(DIRECTIONS) Exact duplicates of all entries are needed.

□ □ □ □

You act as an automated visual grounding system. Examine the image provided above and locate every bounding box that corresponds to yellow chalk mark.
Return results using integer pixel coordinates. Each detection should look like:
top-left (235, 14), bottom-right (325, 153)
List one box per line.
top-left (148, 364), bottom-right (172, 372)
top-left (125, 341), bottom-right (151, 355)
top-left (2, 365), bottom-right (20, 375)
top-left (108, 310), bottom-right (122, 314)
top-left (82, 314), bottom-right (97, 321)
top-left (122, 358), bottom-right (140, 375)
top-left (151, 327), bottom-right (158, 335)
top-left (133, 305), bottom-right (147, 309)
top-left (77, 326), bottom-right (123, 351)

□ □ □ □

(TASK RESPONSE)
You act as an automated visual grounding system. Examine the image provided above and locate every bounding box that corresponds to yellow chalk mark.
Return results using integer pixel coordinates. Each detection should look like:
top-left (235, 14), bottom-right (325, 153)
List one box per line.
top-left (148, 364), bottom-right (172, 372)
top-left (125, 341), bottom-right (151, 355)
top-left (2, 365), bottom-right (20, 375)
top-left (108, 310), bottom-right (122, 314)
top-left (82, 314), bottom-right (97, 321)
top-left (122, 358), bottom-right (140, 375)
top-left (151, 327), bottom-right (158, 335)
top-left (133, 305), bottom-right (147, 309)
top-left (77, 326), bottom-right (123, 351)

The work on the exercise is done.